▶ [TEXT BLOCK]:
━━━━━━

Patients undergoing major lower extremity amputation (MLEA) for peripheral arterial disease are often elderly, debilitated, and fraught with medical comorbid conditions that place them at high risk for surgical intervention. Data from lower extremity revascularization surgeries are often extrapolated to determine which anesthetic modality to use for amputations, with preference given to regional anesthesia. However, there is little evidence to support the use of one mode of anesthesia over another. We conducted this study to determine the effect of anesthetic modality on the clinical outcomes of patients undergoing above- or below-knee amputations.


This study is a retrospective review of consecutive patients who underwent MLEA at a single center between 2002-2011. The study population was divided into 2 groups based on anesthetic modality (i.e., regional vs. general anesthesia). These groups were compared based on demographics and comorbidities. Major outcomes analyzed included death, myocardial infarction (MI), and pulmonary complications. Secondary outcome measures included cardiac arrhythmias, venous thromboembolism (VTE), and duration of stay in the intensive care unit and hospital.

━━━━━━

▶ [SUPPLIED MATERIAL]:
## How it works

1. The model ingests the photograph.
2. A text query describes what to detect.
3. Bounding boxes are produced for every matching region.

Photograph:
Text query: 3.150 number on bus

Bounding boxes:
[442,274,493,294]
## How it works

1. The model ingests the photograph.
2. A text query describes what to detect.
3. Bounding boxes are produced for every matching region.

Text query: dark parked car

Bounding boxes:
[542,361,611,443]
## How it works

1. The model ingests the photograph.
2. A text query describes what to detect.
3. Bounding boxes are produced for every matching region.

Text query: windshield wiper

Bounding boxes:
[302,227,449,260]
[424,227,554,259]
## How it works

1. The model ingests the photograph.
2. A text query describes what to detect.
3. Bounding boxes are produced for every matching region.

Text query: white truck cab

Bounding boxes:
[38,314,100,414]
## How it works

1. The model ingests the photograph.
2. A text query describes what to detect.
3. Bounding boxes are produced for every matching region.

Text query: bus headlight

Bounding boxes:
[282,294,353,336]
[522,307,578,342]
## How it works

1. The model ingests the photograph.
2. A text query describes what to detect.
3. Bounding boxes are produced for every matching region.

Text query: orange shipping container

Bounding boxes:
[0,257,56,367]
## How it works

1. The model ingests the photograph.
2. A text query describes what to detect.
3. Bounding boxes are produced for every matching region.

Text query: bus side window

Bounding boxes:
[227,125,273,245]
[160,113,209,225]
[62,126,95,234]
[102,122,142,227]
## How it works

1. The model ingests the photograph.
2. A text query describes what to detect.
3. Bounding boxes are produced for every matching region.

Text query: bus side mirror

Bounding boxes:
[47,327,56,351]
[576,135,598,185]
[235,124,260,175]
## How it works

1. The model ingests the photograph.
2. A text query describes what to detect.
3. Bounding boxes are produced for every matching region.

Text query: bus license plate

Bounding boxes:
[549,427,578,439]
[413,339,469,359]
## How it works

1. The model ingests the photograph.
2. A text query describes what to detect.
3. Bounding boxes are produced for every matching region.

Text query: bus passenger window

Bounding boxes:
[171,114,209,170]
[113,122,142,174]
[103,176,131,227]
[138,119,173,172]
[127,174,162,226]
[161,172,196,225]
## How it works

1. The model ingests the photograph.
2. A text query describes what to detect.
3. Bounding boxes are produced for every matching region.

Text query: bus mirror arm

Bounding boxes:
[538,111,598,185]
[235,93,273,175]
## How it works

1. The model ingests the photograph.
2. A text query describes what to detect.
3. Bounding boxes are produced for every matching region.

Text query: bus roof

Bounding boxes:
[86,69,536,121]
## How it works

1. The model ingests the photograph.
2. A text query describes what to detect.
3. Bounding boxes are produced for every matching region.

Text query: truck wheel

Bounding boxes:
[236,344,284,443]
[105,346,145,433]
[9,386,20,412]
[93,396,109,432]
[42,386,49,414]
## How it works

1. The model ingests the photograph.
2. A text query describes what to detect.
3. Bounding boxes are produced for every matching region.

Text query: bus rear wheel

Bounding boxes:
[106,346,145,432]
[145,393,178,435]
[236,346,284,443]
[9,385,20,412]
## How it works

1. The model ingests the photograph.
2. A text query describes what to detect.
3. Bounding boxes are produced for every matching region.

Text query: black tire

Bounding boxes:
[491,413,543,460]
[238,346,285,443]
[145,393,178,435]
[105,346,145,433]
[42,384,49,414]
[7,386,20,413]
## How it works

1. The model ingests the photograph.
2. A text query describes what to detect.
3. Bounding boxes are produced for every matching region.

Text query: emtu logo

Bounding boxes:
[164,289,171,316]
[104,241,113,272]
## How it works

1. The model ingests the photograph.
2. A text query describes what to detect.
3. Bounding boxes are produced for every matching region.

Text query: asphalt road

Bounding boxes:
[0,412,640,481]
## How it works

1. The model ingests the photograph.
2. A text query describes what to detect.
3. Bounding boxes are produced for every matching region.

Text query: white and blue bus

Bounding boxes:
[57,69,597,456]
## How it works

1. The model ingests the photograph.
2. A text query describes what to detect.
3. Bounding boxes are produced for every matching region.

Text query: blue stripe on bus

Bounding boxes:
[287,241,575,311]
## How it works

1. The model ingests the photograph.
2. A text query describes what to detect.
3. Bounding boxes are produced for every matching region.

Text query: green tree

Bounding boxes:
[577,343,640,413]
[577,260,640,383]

━━━━━━

▶ [EXPLORE THE MATERIAL]:
1 - Based on the amputation study text, state whether each statement agrees with it. Answer yes or no, and quote the words that decide it.
(a) The review included patients treated at several centers.
(b) Venous thromboembolism was a secondary outcome measure.
(c) The study population was split into groups by anesthetic modality.
2 - List every major outcome that the amputation study text says was analyzed.
Answer using the amputation study text alone.

▶ [RESULTS IN ORDER]:
1 -
(a) No: "at a single center between 2002-2011"
(b) Yes: "Secondary outcome measures included cardiac arrhythmias, venous thromboembolism (VTE)"
(c) Yes: "The study population was divided into 2 groups based on anesthetic modality"

2 - Death, myocardial infarction (MI), pulmonary complications